§ **What to do**:
Each line from the one containing "grey wall in the picture above?" through the last line of the entries below is to be transcribed exactly. Nothing else belongs in the reply.
==================================================
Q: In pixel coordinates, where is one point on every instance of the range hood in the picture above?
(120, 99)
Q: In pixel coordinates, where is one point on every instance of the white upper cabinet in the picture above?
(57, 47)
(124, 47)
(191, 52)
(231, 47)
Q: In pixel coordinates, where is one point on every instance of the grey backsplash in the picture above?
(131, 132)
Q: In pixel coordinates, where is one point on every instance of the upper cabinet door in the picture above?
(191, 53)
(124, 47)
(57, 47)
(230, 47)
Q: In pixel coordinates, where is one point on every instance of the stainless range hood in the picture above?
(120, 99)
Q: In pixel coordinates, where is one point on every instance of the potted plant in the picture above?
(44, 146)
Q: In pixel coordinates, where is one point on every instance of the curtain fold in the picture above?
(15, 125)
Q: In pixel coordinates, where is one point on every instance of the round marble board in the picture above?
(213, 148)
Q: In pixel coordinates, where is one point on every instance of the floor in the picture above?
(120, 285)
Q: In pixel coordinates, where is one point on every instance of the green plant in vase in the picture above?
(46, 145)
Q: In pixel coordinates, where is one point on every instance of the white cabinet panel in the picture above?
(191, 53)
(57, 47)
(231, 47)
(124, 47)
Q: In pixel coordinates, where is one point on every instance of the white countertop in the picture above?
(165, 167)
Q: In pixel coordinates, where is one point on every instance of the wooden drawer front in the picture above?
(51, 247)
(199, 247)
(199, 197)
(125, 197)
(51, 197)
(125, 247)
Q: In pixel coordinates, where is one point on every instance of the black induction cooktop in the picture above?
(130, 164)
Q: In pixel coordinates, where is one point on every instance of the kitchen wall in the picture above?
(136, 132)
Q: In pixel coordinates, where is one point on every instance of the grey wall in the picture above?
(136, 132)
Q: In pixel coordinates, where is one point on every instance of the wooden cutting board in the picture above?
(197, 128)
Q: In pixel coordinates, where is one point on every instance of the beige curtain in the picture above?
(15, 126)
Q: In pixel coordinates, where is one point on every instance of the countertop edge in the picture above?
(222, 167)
==================================================
§ **Result**:
Q: In pixel coordinates, where is one point on every instance of the grey wall in the picture above?
(136, 132)
Q: In pixel coordinates, where is one point on every instance of the wooden cutting board in the picture above?
(197, 128)
Q: In pixel coordinates, where is one point on every instance of the beige curtain in the picture above?
(15, 126)
Q: In pixel coordinates, where is one point on every instance of the countertop edge in the picture above?
(222, 167)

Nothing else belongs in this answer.